▶ THE PROBLEM:
Your job is to return each record exactly, minus any pictures.

▶ Photo-based referring expression data:
=== Section Start ===
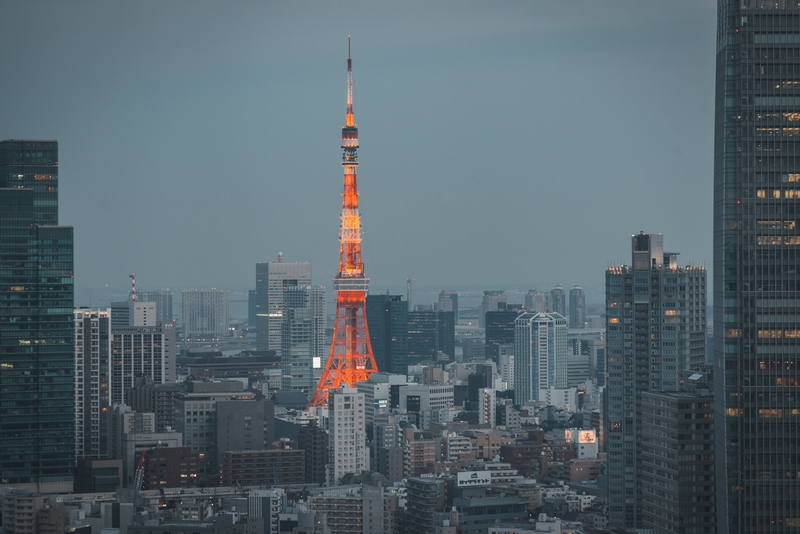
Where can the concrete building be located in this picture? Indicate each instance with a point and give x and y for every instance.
(656, 325)
(577, 307)
(147, 351)
(205, 314)
(347, 433)
(92, 358)
(540, 354)
(244, 425)
(272, 278)
(678, 483)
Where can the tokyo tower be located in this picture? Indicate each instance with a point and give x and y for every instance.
(350, 359)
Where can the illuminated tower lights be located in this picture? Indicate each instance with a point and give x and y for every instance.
(351, 359)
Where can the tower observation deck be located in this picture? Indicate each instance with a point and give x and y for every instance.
(350, 359)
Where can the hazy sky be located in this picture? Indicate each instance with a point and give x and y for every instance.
(503, 144)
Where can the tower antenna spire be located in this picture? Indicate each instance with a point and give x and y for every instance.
(350, 359)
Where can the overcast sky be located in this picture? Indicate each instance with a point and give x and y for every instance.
(503, 144)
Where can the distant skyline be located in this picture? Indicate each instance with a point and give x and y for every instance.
(502, 145)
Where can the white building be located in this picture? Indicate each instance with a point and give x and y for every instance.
(92, 358)
(540, 354)
(346, 435)
(272, 278)
(205, 314)
(487, 407)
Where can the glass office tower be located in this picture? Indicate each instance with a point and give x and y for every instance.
(37, 426)
(756, 254)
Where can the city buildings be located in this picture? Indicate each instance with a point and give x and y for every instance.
(448, 301)
(577, 307)
(303, 344)
(346, 435)
(272, 278)
(655, 313)
(37, 430)
(559, 300)
(162, 300)
(540, 354)
(205, 314)
(756, 323)
(387, 316)
(92, 358)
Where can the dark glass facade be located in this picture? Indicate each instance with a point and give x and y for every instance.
(37, 427)
(387, 317)
(655, 328)
(756, 254)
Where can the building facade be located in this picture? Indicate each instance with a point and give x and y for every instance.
(756, 323)
(655, 323)
(37, 430)
(205, 314)
(272, 278)
(387, 317)
(92, 359)
(346, 435)
(540, 354)
(577, 307)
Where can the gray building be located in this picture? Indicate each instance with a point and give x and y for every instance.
(577, 307)
(677, 476)
(756, 279)
(163, 301)
(540, 354)
(205, 314)
(303, 347)
(244, 425)
(272, 278)
(655, 323)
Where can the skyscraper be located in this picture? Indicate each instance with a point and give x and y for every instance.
(559, 299)
(448, 301)
(540, 354)
(37, 429)
(577, 307)
(756, 279)
(271, 280)
(205, 314)
(92, 358)
(655, 323)
(387, 316)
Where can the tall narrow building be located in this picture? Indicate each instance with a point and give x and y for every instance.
(37, 427)
(655, 323)
(272, 279)
(540, 354)
(756, 278)
(577, 307)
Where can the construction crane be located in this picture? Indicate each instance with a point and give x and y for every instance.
(138, 479)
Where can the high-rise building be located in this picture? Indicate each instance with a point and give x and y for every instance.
(37, 429)
(205, 314)
(448, 301)
(92, 358)
(577, 307)
(163, 301)
(346, 436)
(540, 354)
(559, 300)
(387, 316)
(272, 278)
(655, 323)
(756, 280)
(302, 337)
(491, 299)
(430, 333)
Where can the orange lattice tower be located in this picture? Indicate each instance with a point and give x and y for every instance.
(350, 359)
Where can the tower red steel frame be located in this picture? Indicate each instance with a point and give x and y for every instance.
(350, 359)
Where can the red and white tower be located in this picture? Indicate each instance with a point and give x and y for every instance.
(350, 359)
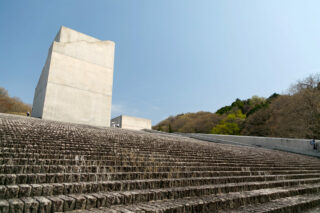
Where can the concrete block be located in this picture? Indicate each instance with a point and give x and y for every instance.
(129, 122)
(76, 82)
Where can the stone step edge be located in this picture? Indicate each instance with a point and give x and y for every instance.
(94, 200)
(215, 203)
(298, 203)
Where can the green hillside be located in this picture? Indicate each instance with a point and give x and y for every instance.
(295, 115)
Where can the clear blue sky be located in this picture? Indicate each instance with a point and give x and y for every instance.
(172, 56)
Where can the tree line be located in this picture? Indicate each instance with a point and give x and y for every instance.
(294, 115)
(12, 105)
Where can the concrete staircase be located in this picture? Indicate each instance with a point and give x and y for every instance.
(48, 166)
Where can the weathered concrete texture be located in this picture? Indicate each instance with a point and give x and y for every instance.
(76, 82)
(129, 122)
(49, 166)
(301, 146)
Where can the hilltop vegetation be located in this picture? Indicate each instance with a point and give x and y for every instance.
(12, 105)
(294, 115)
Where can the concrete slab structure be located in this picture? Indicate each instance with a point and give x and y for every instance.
(76, 82)
(129, 122)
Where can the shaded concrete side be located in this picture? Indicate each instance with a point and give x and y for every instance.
(301, 146)
(40, 91)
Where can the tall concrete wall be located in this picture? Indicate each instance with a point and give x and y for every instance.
(301, 146)
(129, 122)
(76, 82)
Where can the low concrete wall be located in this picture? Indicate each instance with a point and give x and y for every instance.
(301, 146)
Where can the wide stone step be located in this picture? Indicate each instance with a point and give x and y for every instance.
(220, 202)
(38, 178)
(21, 161)
(166, 198)
(294, 204)
(26, 190)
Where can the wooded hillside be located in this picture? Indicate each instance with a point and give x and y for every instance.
(294, 115)
(12, 105)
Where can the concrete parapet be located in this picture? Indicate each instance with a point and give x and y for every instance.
(129, 122)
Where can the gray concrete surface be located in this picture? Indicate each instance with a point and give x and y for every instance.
(300, 146)
(76, 82)
(129, 122)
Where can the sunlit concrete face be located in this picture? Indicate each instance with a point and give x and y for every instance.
(129, 122)
(76, 82)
=== Section End ===
▶ TASK SOLUTION:
Where can the concrete building be located in this picture? Indicate each instance with a point and give x and y for every instance.
(656, 325)
(577, 307)
(147, 351)
(205, 314)
(347, 433)
(92, 358)
(540, 354)
(244, 425)
(272, 278)
(678, 483)
Where can the tokyo tower be located in this picture? Indicate each instance with a point and give x and y for every instance.
(350, 359)
Where can the illuminated tower lights be located in this picture? Indicate each instance with a point and give x and y for every instance.
(351, 359)
Where can the tower observation deck be located in this picture? Indicate each instance with a point and give x and y for every instance.
(350, 359)
Where can the hazy sky be located in this picture? Indicate each instance with a point and give x and y for every instance.
(503, 144)
Where can the tower antenna spire be located in this picture? Indicate each instance with a point and give x and y for every instance.
(350, 359)
Where can the overcast sky be located in this picture? Indicate each instance with a point and give x and y for every instance.
(503, 144)
Where can the distant skyline be located in this picture? Indicate each instance with a point and give x and y for every instance.
(502, 145)
Where can the white building be located in this picture? Indicate each instance with a point and give x and y for every instance.
(92, 358)
(540, 354)
(346, 435)
(272, 278)
(205, 314)
(487, 407)
Where can the glass office tower be located in this picture? Indicate each instance with a point and give x and y for every instance.
(37, 426)
(756, 254)
Where can the city buildings be located in this picture? Indicate each instance with a point and give x and y for every instance.
(448, 301)
(577, 307)
(303, 344)
(346, 435)
(272, 278)
(655, 313)
(37, 430)
(559, 300)
(162, 300)
(540, 354)
(205, 314)
(756, 323)
(387, 316)
(92, 358)
Where can the dark glass facade be located in this picture? Indicate each instance with a point and give x and y for every instance.
(37, 427)
(387, 317)
(655, 328)
(756, 254)
Where can the building facade be located in this picture? Indicate each instance with a point and give x and y for every instance.
(756, 323)
(655, 323)
(37, 430)
(205, 314)
(272, 278)
(387, 317)
(92, 359)
(346, 435)
(540, 354)
(577, 307)
Where can the gray building be located in this picture? Indicate each instance with a point and give x and y for every instance.
(577, 307)
(677, 476)
(756, 279)
(163, 301)
(540, 354)
(205, 314)
(303, 347)
(244, 425)
(272, 278)
(655, 323)
Where can the skyscraper be located in this picture? Indicate each instance with a point and give x and y for every instance.
(559, 299)
(448, 301)
(540, 354)
(37, 429)
(577, 307)
(756, 279)
(271, 280)
(205, 314)
(92, 358)
(655, 323)
(387, 316)
Where can the tall narrow building be located in this picture? Indicate each instance with a point and give x and y for every instance.
(37, 427)
(655, 323)
(272, 279)
(540, 354)
(756, 278)
(577, 307)
Where can the construction crane be located in this picture? Indicate each instance with a point and give x and y for every instance.
(138, 479)
Where can the high-rise building be located in this picture? Indicate each instance with a point and give x and y for every instance.
(37, 429)
(205, 314)
(448, 301)
(92, 358)
(577, 307)
(163, 301)
(346, 436)
(540, 354)
(559, 300)
(387, 316)
(272, 278)
(655, 323)
(756, 280)
(302, 337)
(491, 299)
(430, 333)
Where can the orange lattice tower be located in this picture? Indicate each instance with a point and give x and y for every instance.
(350, 359)
Where can the tower red steel frame be located in this picture? Indicate each instance with a point and give x and y for every instance.
(350, 359)
Where can the red and white tower be located in this picture? Indicate each instance with a point and give x and y for every instance.
(350, 359)
Where can the concrete block be located in this picture? Indicate each instance with a point and give x and y for every instance.
(129, 122)
(76, 82)
Where can the stone step edge be located in this picture? Indicate each instance with a point and give x and y for every instance.
(94, 200)
(215, 203)
(298, 203)
Where can the green hillside be located in this picture? Indicate each instance with a point and give x and y for every instance.
(295, 115)
Where can the clear blue sky be located in this picture? Indicate each instance with a point and give x and y for every instance.
(172, 56)
Where can the tree line be located in this picture? Indicate each instance with a point and give x and y for every instance.
(294, 115)
(12, 105)
Where can the concrete staircase be located in this picture? Indicate each instance with a point and give x and y for every instance.
(48, 166)
Where can the weathered concrete texture be located in this picture? Indicate each instance with a point and give x and y for every instance.
(76, 82)
(129, 122)
(49, 166)
(301, 146)
Where can the hilltop vegetation be located in this picture? Indicate each instance with a point and give x and y for every instance.
(12, 105)
(294, 115)
Where can the concrete slab structure be located in this picture? Indicate each instance with a point and give x and y for every instance.
(76, 82)
(129, 122)
Where can the shaded concrete side be located in this picture? Indicate each instance with a point and give x and y for every instance.
(301, 146)
(40, 91)
Where can the tall concrete wall be located in this picture? Indicate each instance with a point and give x and y for every instance.
(301, 146)
(129, 122)
(76, 82)
Where can the low concrete wall be located in this picture? Indicate each instance with a point and give x and y for every instance.
(301, 146)
Where can the wide stone step be located in this picture? Indicate each instance with a point and give x and y for every instance.
(220, 202)
(38, 178)
(21, 161)
(166, 198)
(294, 204)
(26, 190)
Where can the wooded hillside be located in this picture? Indicate each instance with a point and give x and y for every instance.
(294, 115)
(12, 105)
Where can the concrete parapet be located in this picture? Indicate each instance with a point and give x and y for every instance.
(129, 122)
Where can the gray concrete surface be located in this picture? Indicate each instance with a point and give x and y for every instance.
(300, 146)
(76, 82)
(129, 122)
Where can the sunlit concrete face be located in this picture? Indicate each instance with a point and give x and y for every instance.
(129, 122)
(76, 82)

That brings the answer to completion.